* Start Given data *

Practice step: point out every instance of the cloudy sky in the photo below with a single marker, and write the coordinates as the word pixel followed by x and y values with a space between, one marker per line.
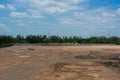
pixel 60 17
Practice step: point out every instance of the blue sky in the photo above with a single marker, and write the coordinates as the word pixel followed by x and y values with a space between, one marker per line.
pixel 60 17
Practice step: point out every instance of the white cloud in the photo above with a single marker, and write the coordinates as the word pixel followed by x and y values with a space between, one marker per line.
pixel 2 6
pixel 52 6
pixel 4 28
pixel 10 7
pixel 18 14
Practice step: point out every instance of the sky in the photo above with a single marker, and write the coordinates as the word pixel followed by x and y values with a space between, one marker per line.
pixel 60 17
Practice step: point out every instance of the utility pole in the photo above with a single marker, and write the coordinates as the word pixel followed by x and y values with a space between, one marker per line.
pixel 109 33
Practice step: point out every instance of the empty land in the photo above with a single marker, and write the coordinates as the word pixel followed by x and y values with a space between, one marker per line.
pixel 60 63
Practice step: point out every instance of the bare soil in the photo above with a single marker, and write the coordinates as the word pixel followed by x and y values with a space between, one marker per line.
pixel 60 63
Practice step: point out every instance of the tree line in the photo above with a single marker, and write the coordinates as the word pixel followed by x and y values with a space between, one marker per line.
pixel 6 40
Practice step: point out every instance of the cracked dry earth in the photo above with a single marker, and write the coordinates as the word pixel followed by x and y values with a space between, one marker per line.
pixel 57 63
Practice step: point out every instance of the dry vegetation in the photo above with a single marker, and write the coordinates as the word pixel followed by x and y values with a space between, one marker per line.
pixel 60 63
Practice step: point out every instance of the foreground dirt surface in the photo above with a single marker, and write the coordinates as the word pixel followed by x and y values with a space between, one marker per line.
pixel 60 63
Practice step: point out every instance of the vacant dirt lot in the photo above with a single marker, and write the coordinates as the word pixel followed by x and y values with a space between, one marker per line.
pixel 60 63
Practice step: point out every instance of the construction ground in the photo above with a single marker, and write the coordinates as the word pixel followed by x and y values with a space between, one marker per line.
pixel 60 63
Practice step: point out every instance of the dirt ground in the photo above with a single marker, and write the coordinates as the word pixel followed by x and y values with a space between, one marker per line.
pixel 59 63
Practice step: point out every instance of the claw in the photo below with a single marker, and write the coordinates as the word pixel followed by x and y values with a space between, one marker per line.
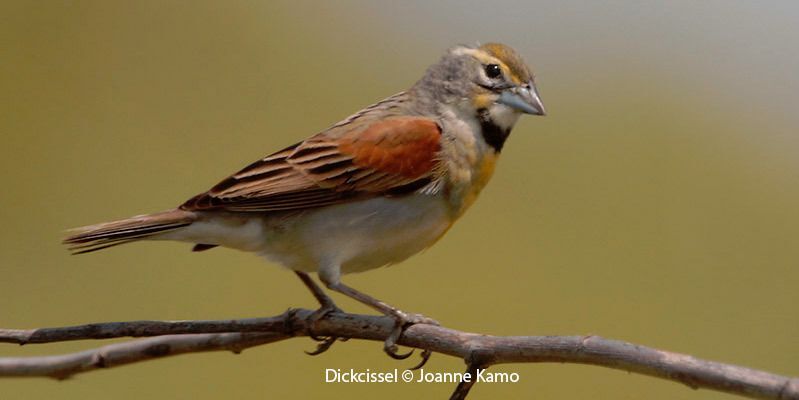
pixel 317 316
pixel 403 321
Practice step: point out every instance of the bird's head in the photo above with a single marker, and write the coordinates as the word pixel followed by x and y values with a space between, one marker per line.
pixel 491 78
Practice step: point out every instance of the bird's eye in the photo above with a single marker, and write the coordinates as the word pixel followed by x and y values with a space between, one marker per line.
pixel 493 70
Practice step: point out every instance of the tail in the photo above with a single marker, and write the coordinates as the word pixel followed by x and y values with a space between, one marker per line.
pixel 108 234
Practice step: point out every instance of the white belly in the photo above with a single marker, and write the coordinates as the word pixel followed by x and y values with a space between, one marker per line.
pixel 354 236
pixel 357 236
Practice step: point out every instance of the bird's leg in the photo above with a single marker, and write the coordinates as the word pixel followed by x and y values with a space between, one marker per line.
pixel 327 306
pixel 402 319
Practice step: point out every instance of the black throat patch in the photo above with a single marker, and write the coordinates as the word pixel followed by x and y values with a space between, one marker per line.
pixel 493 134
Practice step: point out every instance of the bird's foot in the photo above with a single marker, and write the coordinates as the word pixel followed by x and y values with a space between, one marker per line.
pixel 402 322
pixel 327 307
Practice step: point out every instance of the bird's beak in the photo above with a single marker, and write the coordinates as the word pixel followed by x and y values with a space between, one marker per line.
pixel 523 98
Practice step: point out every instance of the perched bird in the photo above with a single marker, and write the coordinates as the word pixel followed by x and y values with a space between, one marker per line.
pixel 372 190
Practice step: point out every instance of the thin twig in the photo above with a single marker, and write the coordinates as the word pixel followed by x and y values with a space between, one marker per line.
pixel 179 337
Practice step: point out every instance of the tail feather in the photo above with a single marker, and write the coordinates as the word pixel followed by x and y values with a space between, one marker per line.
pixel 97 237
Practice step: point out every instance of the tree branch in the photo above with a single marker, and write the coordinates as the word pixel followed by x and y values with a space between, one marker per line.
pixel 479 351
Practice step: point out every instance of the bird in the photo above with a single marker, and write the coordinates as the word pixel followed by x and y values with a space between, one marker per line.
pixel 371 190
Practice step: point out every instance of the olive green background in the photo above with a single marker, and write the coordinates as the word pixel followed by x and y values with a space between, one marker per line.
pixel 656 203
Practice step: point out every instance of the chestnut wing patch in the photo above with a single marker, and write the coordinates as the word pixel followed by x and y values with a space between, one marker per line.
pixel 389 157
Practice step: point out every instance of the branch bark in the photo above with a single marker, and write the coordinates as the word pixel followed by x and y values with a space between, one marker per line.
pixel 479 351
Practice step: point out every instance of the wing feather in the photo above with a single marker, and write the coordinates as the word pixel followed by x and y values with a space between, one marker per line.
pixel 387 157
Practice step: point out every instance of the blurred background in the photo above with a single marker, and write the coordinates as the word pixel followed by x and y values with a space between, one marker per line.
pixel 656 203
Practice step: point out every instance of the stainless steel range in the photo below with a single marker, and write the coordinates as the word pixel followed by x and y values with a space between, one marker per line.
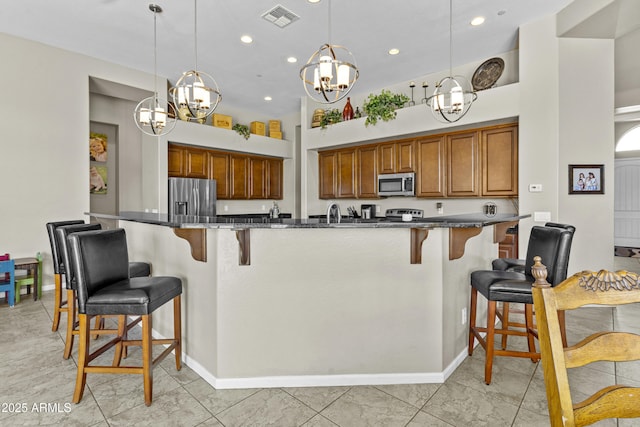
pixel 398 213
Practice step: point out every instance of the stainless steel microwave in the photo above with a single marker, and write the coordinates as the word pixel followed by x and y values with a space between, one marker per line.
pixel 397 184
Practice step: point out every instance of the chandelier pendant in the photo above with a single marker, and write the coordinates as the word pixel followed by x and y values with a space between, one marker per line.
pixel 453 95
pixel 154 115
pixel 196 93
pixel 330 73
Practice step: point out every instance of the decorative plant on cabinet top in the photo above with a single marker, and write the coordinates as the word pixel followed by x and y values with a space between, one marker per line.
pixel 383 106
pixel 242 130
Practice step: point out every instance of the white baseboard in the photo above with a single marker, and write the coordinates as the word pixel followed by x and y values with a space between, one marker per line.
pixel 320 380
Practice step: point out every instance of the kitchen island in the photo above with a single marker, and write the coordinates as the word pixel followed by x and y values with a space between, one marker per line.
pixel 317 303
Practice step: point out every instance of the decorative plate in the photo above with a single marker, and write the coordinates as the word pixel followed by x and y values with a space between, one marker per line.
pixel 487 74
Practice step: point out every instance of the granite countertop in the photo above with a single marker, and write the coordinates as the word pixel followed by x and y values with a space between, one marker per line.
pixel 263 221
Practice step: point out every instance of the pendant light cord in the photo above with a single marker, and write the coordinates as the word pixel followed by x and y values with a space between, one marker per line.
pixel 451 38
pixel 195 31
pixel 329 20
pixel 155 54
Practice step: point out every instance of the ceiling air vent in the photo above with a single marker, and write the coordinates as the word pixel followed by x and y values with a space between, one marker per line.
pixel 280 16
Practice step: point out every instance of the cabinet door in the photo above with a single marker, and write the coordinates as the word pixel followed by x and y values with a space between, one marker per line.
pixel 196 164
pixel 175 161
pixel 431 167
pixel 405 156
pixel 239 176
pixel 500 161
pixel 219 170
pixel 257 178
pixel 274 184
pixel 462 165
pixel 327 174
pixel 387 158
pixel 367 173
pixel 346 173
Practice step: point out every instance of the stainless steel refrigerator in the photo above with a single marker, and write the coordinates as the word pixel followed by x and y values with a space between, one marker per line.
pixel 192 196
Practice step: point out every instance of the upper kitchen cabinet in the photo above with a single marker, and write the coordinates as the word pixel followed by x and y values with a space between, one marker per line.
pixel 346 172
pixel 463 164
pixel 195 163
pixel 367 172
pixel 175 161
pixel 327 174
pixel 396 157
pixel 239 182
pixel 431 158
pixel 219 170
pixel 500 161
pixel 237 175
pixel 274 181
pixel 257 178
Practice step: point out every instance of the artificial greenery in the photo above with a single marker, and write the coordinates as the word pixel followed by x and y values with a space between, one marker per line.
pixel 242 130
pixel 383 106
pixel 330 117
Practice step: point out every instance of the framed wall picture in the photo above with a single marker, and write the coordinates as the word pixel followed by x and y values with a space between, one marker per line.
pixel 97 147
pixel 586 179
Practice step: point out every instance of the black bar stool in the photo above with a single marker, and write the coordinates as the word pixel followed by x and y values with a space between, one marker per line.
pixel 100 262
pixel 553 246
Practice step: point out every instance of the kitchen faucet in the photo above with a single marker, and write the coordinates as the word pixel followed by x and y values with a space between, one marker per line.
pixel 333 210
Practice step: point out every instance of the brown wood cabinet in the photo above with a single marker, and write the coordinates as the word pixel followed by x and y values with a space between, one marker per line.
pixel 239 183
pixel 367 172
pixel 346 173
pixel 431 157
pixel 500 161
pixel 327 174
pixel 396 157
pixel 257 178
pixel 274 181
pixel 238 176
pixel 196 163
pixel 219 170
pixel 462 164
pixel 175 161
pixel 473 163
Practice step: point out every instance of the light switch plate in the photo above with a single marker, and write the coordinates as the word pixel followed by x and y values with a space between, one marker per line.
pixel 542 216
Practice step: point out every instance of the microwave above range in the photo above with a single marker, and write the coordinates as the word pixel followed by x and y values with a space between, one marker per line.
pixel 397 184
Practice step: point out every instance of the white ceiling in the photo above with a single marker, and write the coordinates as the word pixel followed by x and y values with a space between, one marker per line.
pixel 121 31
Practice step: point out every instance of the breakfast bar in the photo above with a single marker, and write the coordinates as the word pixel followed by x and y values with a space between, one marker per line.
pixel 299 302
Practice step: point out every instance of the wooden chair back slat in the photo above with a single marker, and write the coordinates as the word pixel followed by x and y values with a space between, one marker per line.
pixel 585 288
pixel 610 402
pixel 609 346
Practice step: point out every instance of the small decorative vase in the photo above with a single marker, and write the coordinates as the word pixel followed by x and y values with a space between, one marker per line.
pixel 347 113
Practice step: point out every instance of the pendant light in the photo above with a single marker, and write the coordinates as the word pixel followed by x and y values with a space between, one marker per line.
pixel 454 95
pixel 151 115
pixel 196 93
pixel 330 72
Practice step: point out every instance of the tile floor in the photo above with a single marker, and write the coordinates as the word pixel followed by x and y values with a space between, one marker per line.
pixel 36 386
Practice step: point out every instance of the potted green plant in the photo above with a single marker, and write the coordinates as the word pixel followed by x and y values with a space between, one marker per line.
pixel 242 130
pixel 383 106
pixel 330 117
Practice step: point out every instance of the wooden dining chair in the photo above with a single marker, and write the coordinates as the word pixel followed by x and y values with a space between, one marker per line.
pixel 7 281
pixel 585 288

* End Given data *

**Problem details**: Reproduce without any change the rows from the line containing "Practice step: point out every instance of the kitchen island" to the line containing "pixel 192 196", including both of those lines.

**Final answer**:
Practice step: point out every instance of the kitchen island in the photo above with a single marker, and write the coordinates as the word pixel followed by x and y values with a space between, one marker per line.
pixel 317 303
Practice step: point out every instance of the decorative plate in the photo above with a single marker, and write the coordinates as the word pixel followed by x and y values with a space between, one marker per line.
pixel 487 74
Practice step: point out every instance of the granite countertop in the photo above with a single marker, and write the coordinates as the word pixel followed by x and y values with a space between, one marker per line.
pixel 263 221
Practice step: point out every instance of the pendant light cord in the photo above with a single marker, and write the coordinates as the word pixel followed by x and y values with a space between, one marker per line.
pixel 451 38
pixel 195 31
pixel 329 20
pixel 155 54
Practice step: point out every instance of the ceiling air vent in the photo above with a single marker, and write the coordinates as the word pixel followed by x and y values with a space between, one marker per line.
pixel 280 16
Practice step: point out every instance of the cabinet door in the photo above with a single marker, and write the coordinates as the word pixel followed by x and y values with a space between, one marker per line.
pixel 196 164
pixel 175 161
pixel 431 167
pixel 405 156
pixel 239 176
pixel 500 161
pixel 219 170
pixel 257 178
pixel 274 184
pixel 462 165
pixel 327 174
pixel 387 158
pixel 367 173
pixel 346 173
Practice step: point out every instance of the stainless steel refrigerator in the photo above with a single marker, and write the coordinates as the word pixel followed by x and y values with a space between, one marker per line.
pixel 192 196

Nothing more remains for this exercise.